-- Start Records for this task --
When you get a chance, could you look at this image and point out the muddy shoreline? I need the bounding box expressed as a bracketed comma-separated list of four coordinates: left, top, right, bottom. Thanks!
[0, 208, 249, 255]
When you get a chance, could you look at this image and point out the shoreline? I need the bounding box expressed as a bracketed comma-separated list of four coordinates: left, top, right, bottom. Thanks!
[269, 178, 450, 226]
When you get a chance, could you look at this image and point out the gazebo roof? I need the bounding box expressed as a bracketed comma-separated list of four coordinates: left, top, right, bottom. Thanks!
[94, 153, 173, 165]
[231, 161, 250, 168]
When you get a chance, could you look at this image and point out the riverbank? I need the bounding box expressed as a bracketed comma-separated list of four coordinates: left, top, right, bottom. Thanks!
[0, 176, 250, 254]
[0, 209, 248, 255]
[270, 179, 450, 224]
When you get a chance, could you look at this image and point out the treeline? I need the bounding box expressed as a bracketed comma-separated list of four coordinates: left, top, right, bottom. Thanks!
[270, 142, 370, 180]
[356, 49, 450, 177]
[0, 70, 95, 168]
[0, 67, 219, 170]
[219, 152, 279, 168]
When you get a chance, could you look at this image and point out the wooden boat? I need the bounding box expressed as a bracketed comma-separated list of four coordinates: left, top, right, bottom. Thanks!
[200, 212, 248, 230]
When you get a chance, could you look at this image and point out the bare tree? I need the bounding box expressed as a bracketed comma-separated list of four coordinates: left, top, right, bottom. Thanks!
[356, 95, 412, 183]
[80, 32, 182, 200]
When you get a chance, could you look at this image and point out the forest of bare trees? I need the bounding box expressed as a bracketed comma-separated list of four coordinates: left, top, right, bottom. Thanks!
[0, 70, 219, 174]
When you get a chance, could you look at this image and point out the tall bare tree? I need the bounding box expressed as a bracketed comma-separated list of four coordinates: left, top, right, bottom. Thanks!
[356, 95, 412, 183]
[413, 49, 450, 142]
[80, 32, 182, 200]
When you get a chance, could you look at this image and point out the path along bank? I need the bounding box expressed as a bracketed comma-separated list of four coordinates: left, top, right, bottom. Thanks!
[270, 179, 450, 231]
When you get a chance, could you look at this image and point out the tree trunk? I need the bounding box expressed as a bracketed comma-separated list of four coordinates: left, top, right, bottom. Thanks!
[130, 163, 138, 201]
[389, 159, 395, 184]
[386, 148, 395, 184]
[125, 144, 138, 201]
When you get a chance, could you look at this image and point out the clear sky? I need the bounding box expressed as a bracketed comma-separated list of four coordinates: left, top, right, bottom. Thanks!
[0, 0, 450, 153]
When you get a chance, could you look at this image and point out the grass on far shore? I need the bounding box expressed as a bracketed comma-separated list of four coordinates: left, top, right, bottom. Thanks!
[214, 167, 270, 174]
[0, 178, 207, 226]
-- End Records for this task --
Exercise brief:
Pick out every line in the listing above that contains the word "shoreline", and copy each of those lines in full.

Answer to the task:
When you get a chance, could you look at this image and point out the muddy shoreline? I need the bounding box expressed as a bracketed comma-separated list of four coordinates: left, top, right, bottom. Thanks!
When you get a chance, could you look at this image and point out the shoreline? I need the bounding box expressed as a bracketed comma-separated list of four coordinates: left, top, right, bottom. Thanks!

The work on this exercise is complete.